§ **SOAL TERTULIS 1**
Tuliskan ulang tanpa perubahan bagian esai tentang partai dan tata krama politik di bawah, yang dibuka dengan kata-kata yang memuat "Seorang networker kebudayaan, tak" dan ditutup dengan "berlangsung di Indonesia.".

Tata Krama Politik yang Ambruk, Halim HD: Partai dan Re-Publik
"Partai yang selama ini telah menjadi alat bagi pemilik dan pengelola kapital, serta partai telah menjadi kumpulan orang orang yang hanya berpikir mengelola proyek untu dirinya sendirinya."
Seorang networker kebudayaan, tak sekadar bicara soal kesenian. Halim HD, penulis yang tinggal di Solo, mencoba memberikan refleksi atas perayaan demokrasi yang telah berlangsung di Indonesia.
Khusus untuk ngopibareng.id, Halim HD kali ini menulis tentang "Partai dan Re-Publik" yang mendedahkan ihwal tata krama dalam politik di negeri ini yang telah ambrool alias jebol. Begini lengkapnya:
Kenapa Sulawesi Selatan (Sulsel) yang dianggap lumbung Partai Golkar tidak mampu mendongkrak Nurdin Halid (NH) ke kursi gubernur? Kenapa pula 10 (baca: sepuluh!) partai pengusung pasangan Appi-Cicu, calon walkot Makassar bisa dikalahkan oleh Kolo Kosong (KOKO)?
Ada apa dengan kehidupan partai di Sulsel dan Makassar? Kemenangan KOKO dan kegagalan NH bisa menjadi bahan renungan dan bisa menjadi cermin untuk berkaca dan melakukan otokritik serta introspeksi.
Partai partai memang harus lebih tahu diri dan menyadari eksistensi dirinya yang bukan hanya rapuh, tapi lebih daripada itu, mengalami krisis berat, degradasi citra secara akut.
Partai yang selama ini telah menjadi alat bagi pemilik dan pengelola kapital, serta partai telah menjadi kumpulan orang orang yang hanya berpikir mengelola proyek untu dirinya sendirinya. Didalam partai itulah suara warga hanya dijadikan barang perdagangan atas nama wishfull thinking.
"Dampak dari kondisi partai yang kian membusuk ini berakibat kepada cara cara partai yang tidak peka kepada aspirasi warga, sama sekali tidak mendengarkan kata hati nurani."
Dari cara-cara partai juga kita mengetahui bagaimana jual beli posisi, dan bagaimana mahar politik menjadi sesuatu yang lazim. Dari kehidupan partai kita menyaksikan ketiadaan fatsoen politik, ambroolnya tata krama kehidupan, nilai tidak lagi bermakna, dan nilai berganti dengan angka demi ambisi.

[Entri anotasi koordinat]
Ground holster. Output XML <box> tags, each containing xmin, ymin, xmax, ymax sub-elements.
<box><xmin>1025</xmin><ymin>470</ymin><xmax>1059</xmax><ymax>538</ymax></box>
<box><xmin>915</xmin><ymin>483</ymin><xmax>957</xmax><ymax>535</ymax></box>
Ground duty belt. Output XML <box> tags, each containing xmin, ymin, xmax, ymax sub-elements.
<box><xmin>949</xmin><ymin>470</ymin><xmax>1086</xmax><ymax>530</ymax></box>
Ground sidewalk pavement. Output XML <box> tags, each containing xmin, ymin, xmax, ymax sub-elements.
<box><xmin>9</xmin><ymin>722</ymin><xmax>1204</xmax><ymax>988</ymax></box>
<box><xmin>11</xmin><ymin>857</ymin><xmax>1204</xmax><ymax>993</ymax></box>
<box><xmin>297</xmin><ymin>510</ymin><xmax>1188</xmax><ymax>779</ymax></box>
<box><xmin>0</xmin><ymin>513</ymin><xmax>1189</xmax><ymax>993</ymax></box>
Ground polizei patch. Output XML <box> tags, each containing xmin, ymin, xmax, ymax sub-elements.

§ **SOAL TERTULIS 2**
Masukkan semua baris data anotasi koordinat di atas ke dalam sebuah daftar JSON berisi string, satu string untuk setiap baris, dengan baris kosong dihilangkan.

§ **KELUARAN LENGKAP 1**
Seorang networker kebudayaan, tak sekadar bicara soal kesenian. Halim HD, penulis yang tinggal di Solo, mencoba memberikan refleksi atas perayaan demokrasi yang telah berlangsung di Indonesia.

§ **KELUARAN LENGKAP 2**
[
  "Ground holster. Output XML <box> tags, each containing xmin, ymin, xmax, ymax sub-elements.",
  "<box><xmin>1025</xmin><ymin>470</ymin><xmax>1059</xmax><ymax>538</ymax></box>",
  "<box><xmin>915</xmin><ymin>483</ymin><xmax>957</xmax><ymax>535</ymax></box>",
  "Ground duty belt. Output XML <box> tags, each containing xmin, ymin, xmax, ymax sub-elements.",
  "<box><xmin>949</xmin><ymin>470</ymin><xmax>1086</xmax><ymax>530</ymax></box>",
  "Ground sidewalk pavement. Output XML <box> tags, each containing xmin, ymin, xmax, ymax sub-elements.",
  "<box><xmin>9</xmin><ymin>722</ymin><xmax>1204</xmax><ymax>988</ymax></box>",
  "<box><xmin>11</xmin><ymin>857</ymin><xmax>1204</xmax><ymax>993</ymax></box>",
  "<box><xmin>297</xmin><ymin>510</ymin><xmax>1188</xmax><ymax>779</ymax></box>",
  "<box><xmin>0</xmin><ymin>513</ymin><xmax>1189</xmax><ymax>993</ymax></box>",
  "Ground polizei patch. Output XML <box> tags, each containing xmin, ymin, xmax, ymax sub-elements."
]